_Directions for this task_
How many of the lines below contain the string "phrase", treating uppercase and lowercase as different? Reply with the number alone.

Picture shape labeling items
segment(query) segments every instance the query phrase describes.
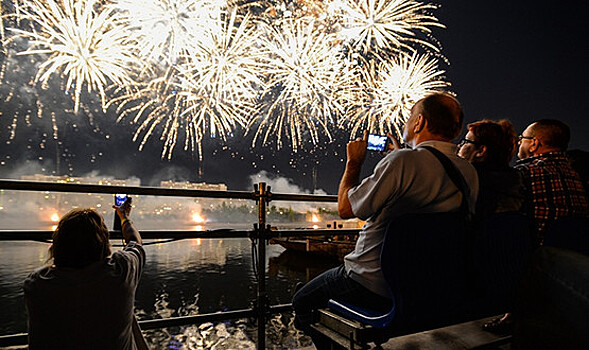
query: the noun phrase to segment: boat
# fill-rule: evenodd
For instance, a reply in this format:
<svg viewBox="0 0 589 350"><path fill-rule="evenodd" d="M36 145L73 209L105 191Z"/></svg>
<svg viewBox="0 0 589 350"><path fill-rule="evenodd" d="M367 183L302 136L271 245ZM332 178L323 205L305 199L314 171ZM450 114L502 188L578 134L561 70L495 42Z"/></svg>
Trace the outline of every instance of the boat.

...

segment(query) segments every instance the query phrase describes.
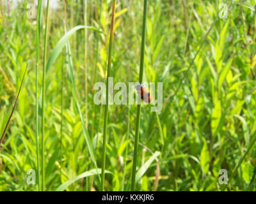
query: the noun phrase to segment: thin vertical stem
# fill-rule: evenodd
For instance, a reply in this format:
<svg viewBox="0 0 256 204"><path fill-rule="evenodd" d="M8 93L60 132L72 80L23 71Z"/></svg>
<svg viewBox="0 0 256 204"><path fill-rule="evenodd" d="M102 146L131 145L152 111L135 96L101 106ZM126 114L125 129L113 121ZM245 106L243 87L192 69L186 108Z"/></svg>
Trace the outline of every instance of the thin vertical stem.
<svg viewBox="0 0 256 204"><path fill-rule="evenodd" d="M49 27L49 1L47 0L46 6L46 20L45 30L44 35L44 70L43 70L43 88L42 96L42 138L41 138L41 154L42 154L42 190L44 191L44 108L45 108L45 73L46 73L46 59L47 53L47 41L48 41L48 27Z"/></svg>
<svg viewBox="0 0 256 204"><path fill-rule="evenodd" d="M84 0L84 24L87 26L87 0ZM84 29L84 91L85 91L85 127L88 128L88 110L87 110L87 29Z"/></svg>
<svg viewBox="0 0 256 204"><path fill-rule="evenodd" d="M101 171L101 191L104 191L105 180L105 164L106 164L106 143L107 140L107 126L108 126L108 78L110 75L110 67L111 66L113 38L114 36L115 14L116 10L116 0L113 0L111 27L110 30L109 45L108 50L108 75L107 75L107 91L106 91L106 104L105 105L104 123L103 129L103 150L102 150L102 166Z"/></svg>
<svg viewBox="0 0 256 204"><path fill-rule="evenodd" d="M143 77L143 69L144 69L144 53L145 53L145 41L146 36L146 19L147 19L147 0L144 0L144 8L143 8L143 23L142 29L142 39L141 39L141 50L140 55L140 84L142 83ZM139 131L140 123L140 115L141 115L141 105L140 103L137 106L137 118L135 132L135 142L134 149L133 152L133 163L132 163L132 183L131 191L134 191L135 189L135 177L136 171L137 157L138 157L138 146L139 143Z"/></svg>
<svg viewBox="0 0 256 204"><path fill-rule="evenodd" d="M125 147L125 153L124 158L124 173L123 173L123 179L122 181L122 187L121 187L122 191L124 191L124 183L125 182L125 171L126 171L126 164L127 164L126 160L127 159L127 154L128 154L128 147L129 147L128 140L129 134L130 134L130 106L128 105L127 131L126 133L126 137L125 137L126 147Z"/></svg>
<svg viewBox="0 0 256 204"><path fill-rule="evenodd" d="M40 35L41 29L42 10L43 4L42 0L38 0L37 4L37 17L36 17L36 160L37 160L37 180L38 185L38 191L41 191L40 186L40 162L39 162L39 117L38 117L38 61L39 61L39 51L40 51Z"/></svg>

_Correct response_
4